(INPUT begins)

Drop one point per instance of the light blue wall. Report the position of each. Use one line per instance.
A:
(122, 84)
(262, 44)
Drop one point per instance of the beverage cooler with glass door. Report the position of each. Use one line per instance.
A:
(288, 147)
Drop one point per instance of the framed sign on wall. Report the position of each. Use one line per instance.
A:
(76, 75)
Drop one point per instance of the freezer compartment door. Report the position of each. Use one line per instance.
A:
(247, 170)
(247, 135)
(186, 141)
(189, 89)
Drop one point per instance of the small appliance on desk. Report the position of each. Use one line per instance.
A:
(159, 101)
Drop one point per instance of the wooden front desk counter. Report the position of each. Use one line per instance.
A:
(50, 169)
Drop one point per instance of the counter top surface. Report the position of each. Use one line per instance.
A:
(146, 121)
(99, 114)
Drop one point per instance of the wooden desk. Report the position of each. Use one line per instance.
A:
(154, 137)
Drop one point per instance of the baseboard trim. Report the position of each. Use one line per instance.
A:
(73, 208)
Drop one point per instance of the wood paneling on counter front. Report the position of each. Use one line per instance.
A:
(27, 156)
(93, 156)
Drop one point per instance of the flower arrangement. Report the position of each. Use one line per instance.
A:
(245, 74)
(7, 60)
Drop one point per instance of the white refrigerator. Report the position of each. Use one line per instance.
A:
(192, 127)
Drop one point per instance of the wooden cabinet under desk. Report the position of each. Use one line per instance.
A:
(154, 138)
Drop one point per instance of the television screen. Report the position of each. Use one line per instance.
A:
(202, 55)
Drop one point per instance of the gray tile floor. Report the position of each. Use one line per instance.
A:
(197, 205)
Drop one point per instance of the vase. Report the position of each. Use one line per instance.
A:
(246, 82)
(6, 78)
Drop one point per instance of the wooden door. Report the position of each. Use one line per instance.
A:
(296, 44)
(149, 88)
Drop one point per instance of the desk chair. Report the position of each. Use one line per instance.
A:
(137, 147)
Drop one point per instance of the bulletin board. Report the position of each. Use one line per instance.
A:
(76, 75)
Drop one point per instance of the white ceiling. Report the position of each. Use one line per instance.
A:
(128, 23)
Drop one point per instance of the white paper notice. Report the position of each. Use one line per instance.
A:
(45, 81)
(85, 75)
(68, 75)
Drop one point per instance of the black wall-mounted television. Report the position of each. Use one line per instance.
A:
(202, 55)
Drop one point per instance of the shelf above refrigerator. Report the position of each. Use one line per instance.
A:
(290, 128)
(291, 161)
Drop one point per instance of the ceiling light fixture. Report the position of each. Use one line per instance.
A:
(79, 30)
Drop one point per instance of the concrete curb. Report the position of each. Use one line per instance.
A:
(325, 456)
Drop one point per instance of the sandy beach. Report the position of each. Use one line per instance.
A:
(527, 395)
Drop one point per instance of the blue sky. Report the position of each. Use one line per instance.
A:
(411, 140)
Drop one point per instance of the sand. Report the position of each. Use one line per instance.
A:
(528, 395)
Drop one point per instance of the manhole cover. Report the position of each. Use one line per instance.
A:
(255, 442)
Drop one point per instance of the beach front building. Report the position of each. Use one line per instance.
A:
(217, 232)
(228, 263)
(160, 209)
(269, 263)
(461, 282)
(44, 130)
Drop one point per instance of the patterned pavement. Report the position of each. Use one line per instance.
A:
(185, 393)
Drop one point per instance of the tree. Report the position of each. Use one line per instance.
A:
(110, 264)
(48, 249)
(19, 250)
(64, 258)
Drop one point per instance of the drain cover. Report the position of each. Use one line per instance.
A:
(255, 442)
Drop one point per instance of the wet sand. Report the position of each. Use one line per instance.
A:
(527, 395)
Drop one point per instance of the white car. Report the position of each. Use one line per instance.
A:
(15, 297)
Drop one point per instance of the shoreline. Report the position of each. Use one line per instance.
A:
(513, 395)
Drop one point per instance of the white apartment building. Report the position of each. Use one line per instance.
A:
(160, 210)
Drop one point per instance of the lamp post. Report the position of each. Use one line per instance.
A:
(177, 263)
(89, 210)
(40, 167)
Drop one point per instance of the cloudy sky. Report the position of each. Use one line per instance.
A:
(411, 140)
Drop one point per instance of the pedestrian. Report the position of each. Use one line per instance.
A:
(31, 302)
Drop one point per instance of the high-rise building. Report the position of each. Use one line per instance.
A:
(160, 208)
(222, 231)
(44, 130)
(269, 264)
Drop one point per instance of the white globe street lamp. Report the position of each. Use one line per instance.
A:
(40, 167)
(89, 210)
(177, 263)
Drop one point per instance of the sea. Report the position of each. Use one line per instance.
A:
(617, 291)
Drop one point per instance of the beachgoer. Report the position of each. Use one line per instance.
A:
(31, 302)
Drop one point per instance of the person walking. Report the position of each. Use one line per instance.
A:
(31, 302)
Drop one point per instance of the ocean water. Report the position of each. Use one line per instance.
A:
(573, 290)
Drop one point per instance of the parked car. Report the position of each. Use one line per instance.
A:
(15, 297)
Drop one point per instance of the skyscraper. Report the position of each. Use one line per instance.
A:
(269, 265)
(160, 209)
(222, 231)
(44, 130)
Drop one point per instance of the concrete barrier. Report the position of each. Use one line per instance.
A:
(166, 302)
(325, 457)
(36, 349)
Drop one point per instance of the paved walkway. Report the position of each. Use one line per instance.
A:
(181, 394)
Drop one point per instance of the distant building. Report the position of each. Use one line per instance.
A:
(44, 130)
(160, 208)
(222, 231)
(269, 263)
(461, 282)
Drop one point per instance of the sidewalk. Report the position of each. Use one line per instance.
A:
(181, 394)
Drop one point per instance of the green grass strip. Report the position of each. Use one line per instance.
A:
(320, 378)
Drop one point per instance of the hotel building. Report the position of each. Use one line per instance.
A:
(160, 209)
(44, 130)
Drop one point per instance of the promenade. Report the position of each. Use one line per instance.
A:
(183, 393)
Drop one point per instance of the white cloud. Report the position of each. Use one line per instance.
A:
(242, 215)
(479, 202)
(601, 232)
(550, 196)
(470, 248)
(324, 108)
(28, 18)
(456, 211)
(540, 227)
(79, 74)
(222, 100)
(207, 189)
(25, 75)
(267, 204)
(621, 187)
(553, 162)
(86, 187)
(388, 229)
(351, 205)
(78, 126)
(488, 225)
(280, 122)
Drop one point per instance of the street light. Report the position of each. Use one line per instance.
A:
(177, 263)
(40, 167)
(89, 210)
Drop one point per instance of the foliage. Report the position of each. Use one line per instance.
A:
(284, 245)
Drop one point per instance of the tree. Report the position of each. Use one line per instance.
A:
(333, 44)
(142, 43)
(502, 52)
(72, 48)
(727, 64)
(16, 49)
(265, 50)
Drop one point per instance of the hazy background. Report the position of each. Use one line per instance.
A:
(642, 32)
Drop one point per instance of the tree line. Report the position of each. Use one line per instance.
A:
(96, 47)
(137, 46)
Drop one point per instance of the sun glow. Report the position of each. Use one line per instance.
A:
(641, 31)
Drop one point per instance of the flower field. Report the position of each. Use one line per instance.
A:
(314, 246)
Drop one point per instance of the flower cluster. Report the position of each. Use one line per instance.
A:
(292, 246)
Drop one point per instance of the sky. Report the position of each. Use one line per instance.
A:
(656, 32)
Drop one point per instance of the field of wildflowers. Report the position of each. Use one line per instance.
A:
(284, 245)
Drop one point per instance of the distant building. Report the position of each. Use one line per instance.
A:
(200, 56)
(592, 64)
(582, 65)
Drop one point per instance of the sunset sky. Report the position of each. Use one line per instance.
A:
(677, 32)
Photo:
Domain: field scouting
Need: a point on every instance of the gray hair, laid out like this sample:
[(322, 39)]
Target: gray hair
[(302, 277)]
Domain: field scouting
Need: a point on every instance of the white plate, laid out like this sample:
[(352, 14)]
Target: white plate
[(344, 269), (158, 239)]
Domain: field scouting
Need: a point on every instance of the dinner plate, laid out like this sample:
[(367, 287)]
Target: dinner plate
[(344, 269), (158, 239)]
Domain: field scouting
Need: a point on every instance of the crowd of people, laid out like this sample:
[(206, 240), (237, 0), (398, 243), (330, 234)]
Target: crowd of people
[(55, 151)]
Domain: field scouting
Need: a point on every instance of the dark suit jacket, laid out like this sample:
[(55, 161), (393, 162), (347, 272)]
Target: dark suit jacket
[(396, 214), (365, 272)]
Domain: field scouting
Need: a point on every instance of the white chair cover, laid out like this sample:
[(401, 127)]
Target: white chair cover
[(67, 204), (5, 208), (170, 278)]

(INPUT ends)

**DESCRIPTION OF THE TASK**. Scan the entries above for the string "blue" and copy each line that contains it.

**TASK OUTPUT**.
Drop one point per instance of the light blue wall. Report the position of each. Use one line per instance.
Drop one point per instance of the blue sky. Report the position of each. Use one line per instance.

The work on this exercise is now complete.